▸ **TASK PROMPT**
Please arrange the part of the items below that opens with the first line and closes with the line containing "left=174, top=43, right=309, bottom=223" as a numbered list, including both of those lines and leaving out blank lines.

▸ **EXERCISE INPUTS**
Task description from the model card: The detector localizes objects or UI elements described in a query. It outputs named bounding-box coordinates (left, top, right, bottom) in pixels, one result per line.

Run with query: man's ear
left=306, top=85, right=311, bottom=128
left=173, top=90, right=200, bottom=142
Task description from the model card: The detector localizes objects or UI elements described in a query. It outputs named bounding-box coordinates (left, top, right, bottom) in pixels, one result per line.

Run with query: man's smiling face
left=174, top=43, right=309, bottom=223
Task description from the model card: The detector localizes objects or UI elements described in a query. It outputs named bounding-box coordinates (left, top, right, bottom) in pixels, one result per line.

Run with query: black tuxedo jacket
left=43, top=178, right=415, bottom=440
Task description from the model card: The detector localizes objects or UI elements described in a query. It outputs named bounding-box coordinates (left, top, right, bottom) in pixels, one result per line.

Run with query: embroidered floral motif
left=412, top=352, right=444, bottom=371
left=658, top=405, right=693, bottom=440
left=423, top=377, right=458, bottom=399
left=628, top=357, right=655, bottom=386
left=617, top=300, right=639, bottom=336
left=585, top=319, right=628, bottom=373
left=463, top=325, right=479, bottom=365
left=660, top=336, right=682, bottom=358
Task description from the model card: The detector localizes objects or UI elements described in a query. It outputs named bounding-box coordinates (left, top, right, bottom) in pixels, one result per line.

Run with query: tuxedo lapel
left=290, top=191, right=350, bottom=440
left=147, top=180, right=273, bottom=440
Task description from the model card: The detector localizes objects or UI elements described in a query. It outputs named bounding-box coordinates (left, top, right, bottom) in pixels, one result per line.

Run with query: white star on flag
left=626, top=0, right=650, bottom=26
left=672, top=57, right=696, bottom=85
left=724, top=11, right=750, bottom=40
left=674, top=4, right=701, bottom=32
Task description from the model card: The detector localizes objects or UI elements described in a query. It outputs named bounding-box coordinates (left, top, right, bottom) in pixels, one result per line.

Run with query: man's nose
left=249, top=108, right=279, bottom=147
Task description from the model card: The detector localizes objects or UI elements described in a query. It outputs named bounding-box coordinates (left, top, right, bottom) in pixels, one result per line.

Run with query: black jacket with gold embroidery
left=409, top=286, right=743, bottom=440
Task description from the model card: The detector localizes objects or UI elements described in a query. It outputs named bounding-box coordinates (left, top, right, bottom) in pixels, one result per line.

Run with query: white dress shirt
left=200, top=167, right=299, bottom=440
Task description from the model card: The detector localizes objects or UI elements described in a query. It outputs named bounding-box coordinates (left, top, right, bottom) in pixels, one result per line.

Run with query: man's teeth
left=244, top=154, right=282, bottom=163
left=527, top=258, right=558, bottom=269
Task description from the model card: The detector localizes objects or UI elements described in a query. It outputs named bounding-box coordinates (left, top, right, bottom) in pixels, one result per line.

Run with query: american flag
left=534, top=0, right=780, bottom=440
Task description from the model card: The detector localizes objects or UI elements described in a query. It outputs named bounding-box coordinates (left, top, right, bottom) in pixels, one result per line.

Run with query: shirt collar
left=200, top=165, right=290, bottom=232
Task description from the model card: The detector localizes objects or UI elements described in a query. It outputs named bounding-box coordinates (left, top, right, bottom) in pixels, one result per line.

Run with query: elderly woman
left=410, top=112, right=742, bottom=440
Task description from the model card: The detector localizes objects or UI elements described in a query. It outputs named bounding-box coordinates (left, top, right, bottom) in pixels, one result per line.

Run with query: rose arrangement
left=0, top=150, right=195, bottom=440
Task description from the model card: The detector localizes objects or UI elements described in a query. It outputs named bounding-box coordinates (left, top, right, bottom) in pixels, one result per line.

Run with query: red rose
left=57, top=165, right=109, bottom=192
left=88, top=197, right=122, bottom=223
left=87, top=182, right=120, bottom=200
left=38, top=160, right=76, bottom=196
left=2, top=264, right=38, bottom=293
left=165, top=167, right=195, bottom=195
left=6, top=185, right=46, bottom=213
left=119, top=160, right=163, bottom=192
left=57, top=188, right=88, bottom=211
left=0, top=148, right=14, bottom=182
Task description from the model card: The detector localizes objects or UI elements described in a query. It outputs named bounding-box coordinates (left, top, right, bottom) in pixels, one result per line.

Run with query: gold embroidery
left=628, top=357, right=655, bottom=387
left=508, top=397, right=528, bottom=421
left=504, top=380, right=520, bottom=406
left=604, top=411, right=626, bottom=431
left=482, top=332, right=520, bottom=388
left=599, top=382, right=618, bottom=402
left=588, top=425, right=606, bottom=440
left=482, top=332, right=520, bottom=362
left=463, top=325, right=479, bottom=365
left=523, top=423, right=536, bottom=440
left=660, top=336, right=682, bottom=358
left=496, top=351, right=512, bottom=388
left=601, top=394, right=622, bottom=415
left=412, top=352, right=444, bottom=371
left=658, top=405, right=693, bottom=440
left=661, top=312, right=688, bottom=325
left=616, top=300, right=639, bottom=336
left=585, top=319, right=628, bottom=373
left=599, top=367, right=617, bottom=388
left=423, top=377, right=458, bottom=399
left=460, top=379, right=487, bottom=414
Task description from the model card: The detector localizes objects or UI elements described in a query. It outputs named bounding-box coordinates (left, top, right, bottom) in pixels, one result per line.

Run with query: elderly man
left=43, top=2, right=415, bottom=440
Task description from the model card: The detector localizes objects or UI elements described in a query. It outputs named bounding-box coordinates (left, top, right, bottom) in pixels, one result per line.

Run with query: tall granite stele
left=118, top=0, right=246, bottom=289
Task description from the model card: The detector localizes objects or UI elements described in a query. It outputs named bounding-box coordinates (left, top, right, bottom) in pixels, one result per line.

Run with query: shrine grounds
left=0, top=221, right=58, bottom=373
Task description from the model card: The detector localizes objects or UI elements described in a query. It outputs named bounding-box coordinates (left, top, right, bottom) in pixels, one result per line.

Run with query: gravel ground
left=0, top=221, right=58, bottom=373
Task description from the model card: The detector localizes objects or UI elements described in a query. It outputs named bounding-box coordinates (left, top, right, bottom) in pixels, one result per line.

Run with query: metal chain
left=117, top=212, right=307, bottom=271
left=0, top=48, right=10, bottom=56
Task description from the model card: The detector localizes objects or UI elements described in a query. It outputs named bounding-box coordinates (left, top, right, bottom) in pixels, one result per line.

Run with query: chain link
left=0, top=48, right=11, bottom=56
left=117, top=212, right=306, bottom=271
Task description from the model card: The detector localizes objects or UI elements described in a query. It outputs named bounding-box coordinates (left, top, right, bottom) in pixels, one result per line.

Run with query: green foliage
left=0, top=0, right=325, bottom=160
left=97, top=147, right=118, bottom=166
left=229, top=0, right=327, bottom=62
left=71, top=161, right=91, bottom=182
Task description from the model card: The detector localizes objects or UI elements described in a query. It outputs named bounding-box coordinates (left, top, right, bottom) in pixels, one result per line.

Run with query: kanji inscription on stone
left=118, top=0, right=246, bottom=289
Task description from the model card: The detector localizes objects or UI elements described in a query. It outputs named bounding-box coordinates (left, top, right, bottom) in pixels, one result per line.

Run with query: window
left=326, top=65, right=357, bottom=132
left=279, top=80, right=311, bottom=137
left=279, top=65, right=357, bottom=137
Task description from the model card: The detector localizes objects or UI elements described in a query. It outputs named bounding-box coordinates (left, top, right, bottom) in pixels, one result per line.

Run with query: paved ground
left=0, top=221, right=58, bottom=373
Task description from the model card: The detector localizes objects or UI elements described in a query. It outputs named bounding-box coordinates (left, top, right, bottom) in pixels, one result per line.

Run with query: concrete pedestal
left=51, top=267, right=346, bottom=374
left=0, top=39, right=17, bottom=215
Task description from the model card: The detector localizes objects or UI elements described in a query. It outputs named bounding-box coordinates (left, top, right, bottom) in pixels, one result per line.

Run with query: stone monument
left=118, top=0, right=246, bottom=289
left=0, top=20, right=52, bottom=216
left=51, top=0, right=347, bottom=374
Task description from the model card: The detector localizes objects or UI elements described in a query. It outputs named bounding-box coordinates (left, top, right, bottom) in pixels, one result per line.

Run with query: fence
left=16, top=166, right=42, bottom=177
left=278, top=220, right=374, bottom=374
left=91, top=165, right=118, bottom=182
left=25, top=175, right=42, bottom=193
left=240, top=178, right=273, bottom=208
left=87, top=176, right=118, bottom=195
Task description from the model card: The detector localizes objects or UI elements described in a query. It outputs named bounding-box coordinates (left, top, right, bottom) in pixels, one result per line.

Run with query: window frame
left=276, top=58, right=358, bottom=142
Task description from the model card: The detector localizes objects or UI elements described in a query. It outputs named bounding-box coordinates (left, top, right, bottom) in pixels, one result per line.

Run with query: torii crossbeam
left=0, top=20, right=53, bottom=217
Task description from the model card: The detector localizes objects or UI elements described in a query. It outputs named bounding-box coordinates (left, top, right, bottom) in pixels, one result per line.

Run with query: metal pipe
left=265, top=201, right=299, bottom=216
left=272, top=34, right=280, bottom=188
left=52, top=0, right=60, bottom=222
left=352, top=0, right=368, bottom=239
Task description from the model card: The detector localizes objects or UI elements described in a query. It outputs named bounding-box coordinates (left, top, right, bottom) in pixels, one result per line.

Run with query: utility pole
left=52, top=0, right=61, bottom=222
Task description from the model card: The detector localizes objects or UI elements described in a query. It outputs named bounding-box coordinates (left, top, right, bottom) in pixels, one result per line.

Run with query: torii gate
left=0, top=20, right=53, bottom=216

▸ **THE RESPONSE**
1. Task description from the model card: The detector localizes objects or UI elements described in a query. It outputs named bounding-box coordinates (left, top, right, bottom) in pixels, one result per line.
2. Run with query: man's ear
3. left=306, top=85, right=311, bottom=128
4. left=173, top=90, right=200, bottom=142
5. Task description from the model card: The detector localizes objects or UI elements described in a query. It outputs named bounding-box coordinates (left, top, right, bottom) in pixels, one result per line.
6. Run with query: man's smiling face
7. left=174, top=43, right=309, bottom=223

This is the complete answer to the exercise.